> [RECORDS FOR THIS TASK]:
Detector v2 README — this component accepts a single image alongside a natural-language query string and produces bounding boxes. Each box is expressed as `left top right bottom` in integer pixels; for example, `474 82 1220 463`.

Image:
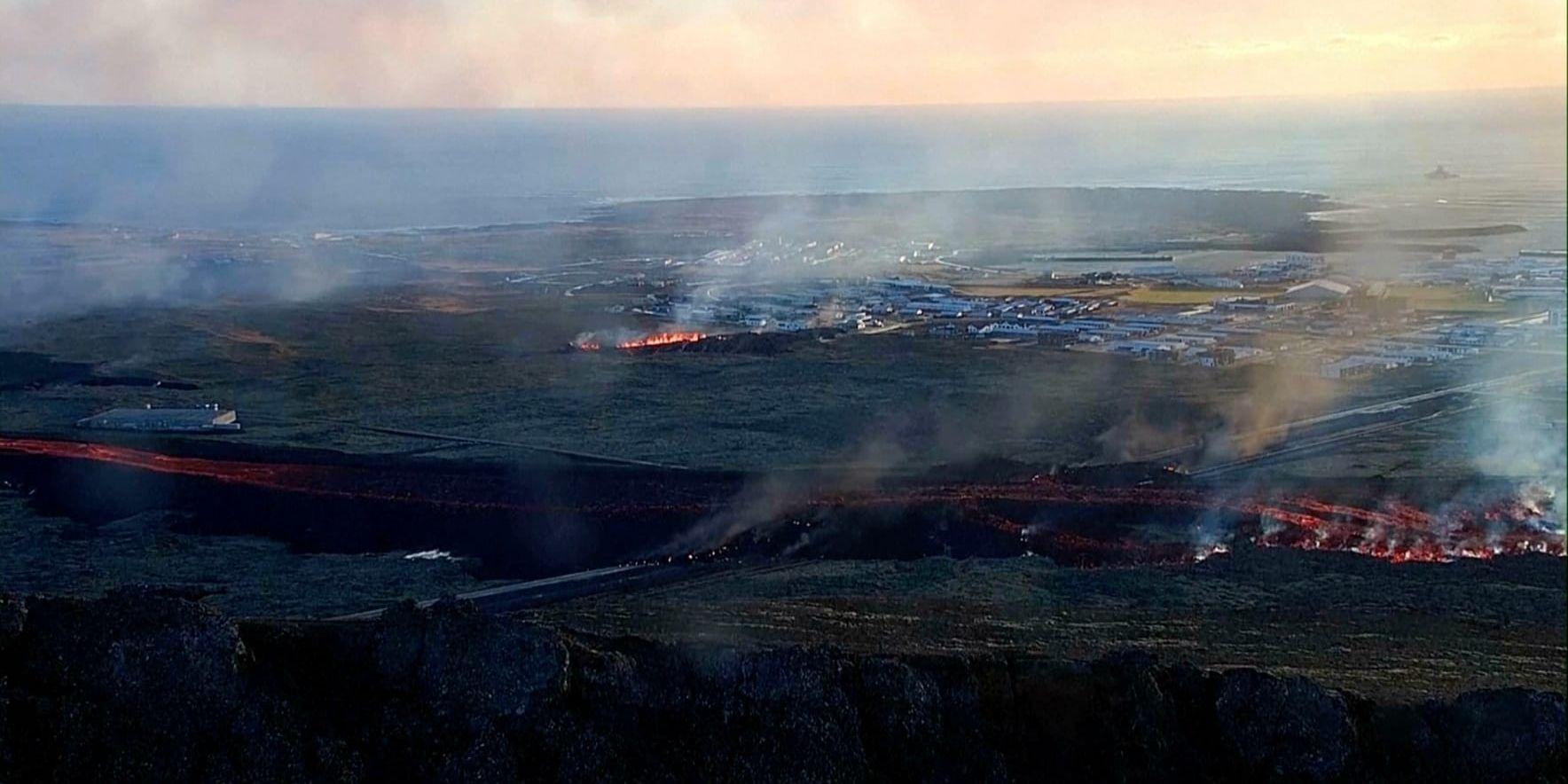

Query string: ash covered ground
0 192 1564 736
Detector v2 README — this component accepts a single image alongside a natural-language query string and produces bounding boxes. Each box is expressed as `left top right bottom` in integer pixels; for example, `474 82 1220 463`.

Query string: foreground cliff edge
0 592 1564 782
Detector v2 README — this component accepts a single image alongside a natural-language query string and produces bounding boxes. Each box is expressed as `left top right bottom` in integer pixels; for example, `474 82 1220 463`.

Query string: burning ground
0 437 1564 577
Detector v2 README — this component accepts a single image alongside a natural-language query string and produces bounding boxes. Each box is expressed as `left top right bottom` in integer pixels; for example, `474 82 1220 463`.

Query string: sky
0 0 1568 106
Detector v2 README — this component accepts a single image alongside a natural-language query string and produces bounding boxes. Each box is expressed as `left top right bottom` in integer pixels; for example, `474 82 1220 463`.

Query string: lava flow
615 333 707 349
0 437 1564 566
572 331 707 351
784 476 1564 563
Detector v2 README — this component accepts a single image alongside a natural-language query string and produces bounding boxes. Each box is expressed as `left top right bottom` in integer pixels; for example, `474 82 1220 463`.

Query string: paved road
328 563 699 621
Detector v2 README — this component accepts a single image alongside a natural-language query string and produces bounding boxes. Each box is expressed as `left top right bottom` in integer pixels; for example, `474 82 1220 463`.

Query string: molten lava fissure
0 437 1564 564
572 331 707 351
615 333 707 349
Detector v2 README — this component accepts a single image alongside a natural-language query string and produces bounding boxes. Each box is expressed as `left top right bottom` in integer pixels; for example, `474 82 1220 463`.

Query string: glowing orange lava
615 333 707 349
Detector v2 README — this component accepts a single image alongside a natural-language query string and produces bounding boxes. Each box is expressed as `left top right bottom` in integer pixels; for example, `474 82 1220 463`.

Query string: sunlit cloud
0 0 1568 106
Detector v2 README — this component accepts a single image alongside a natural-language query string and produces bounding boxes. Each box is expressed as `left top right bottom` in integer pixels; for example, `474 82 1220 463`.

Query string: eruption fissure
0 437 1564 561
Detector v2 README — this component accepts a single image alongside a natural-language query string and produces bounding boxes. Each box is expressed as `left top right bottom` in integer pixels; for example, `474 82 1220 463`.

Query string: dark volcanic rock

> [AIM OF THE TASK]: Could you rewrite the items, starting at their beginning and ending at the line that contains "0 437 1564 577", with "component" swapped for "module" and everything else unchanged? Leave the pictures out of your answer.

> [OUTPUT BELOW]:
Detector v2 README — this module accepts a single image alongside a natural-language query string and produces bounding boxes. Each box is expressed as `left top right bottom` in integer pixels; for example, `474 82 1220 463`.

Image:

Query string: ash covered ground
0 192 1564 736
Detector v2 README — this module accepts a single image alongside a natural-language query string and produces bounding boxes. Each box is expressed as `left top right bottom` in integer pixels; for example, `474 82 1220 463`.

Query string: foreground cliff edge
0 592 1564 782
Detector v2 README — this module accepts a single image alongside a natural-language query string and produces bounding boxes. Each box is expressed as `left top right bottom` in integer pixels; for example, `474 82 1220 463`.

Query string: burning ground
0 437 1564 577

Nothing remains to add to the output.